### Provided records
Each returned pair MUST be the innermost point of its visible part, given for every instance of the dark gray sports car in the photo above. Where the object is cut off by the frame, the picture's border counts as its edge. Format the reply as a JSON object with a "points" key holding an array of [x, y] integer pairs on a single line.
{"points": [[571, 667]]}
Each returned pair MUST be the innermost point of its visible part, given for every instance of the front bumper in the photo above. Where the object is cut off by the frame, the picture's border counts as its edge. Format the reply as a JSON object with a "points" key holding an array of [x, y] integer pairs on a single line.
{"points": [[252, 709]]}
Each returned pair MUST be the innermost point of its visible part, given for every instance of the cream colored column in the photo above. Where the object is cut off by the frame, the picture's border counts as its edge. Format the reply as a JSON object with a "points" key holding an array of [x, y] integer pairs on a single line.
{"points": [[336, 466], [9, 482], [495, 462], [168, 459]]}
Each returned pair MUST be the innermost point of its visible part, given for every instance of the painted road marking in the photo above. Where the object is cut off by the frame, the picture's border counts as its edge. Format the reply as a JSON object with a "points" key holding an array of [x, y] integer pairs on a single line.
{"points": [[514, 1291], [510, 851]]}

### Short exercise
Copy out the whole listing exactly; please set it all down.

### Result of the exercise
Each returned pair MUST be the innermost point of its visible part, given for every instance of the dark gray sports car in the photo above. Where the object is cut off by the frame, the picture's border counts as its edge. Format the reply as a JSON object with a "points" key holding an array of [x, y] integer pairs on a single line.
{"points": [[571, 667]]}
Each returned pair MUST be the innermost point of its visible part, given for every instance of the front bumper in the photo above. Where the object is cut off by the frame, the picture's border counts as its edge. Format the reply as a JSON object with a "points" key holding an array of [x, y] integer pairs on a single line.
{"points": [[252, 709]]}
Each returned pair MUST be the innermost point of its visible part, given for every instance of the cream colored column in the photo above. Where the object is cut off by the frame, the picture's border counts as its edge. Format the reply as a JSON object with a "points" key holding an array of [x, y] integer pairs on a single line.
{"points": [[336, 466], [9, 482], [495, 462], [168, 459]]}
Each returned pair MUST be the innermost point of its visible part, given for every instance of the painted road marking in the photo above. Where the object is cut off by the frame, the picture's border counts as its edge. Format the reply as a JSON object with a "points" key holding an array of [x, y] integer pairs on a single line.
{"points": [[514, 1291], [510, 851]]}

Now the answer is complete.